[Document excerpt — start]

As much as I try to presume competence, the reality is that doubt creeps in my mind on a daily basis. Why? Because even though I think I know what my daughter is trying to tell me, I’m often wrong. I suck at playing charades. This game is what all parents are forced to play when their child has a communication disorder. By no means does this imply that she does not understand, but that her words and her motor planning fail her.
Last week, Jess was suspended. We added suspended to SFY on her AAC. She does not like this word. She makes a sound of exasperation when it is spoken. I was told that Jess was unprovoked. This is true. No one else did anything to make her over react. However, if someone says something to her that hurts her feelings and she takes it to heart, Jess may let you know that she is not pleased. This possibility was my first assumption. This made sense because she was premenstrual.
My second guess was constipation. When Jess came home from work, she spent the rest of the day on the floor of her room. No interest in food, music or TV. A possible cause, maybe she was backed up like the NJ Turnpike? Relief didn’t come till the next day. I thought that this was the problem for her meltdown at work. However, just like the TV show House, it isn’t his first or second diagnosis, but the third dx that solves the mystery.

[Document excerpt — finish]
[Data extract — start]

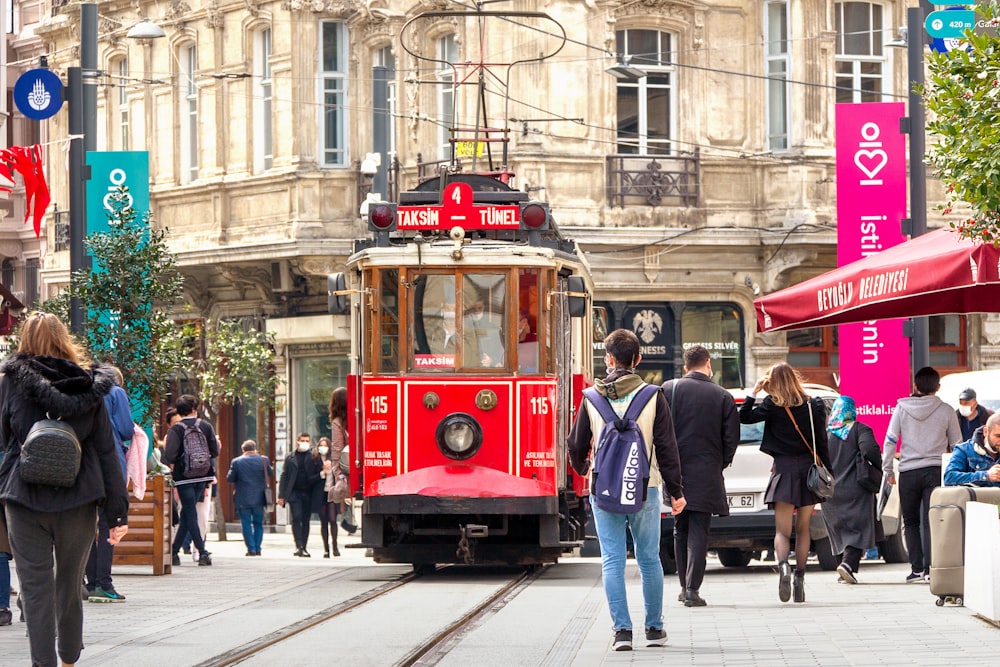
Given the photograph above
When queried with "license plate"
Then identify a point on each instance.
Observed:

[Data extract — finish]

--- Required work ---
**A.** From the passage about Jess, list everything Jess had no interest in after she came home from work.
**B.** Reproduce a section of the passage about Jess: begin at the words "My second guess" and stop after the words "solves the mystery.".
**C.** Answer these questions on the passage about Jess:
(i) What word was added to SFY on Jess's AAC?
(ii) What was the narrator's second guess?
(iii) Which TV show does the narrator mention?
The listing isn't needed for anything here.

--- Numbered answers ---
**A.** Food, music, TV

**B.**
My second guess was constipation. When Jess came home from work, she spent the rest of the day on the floor of her room. No interest in food, music or TV. A possible cause, maybe she was backed up like the NJ Turnpike? Relief didn’t come till the next day. I thought that this was the problem for her meltdown at work. However, just like the TV show House, it isn’t his first or second diagnosis, but the third dx that solves the mystery.

**C.**
(i) Suspended
(ii) Constipation
(iii) House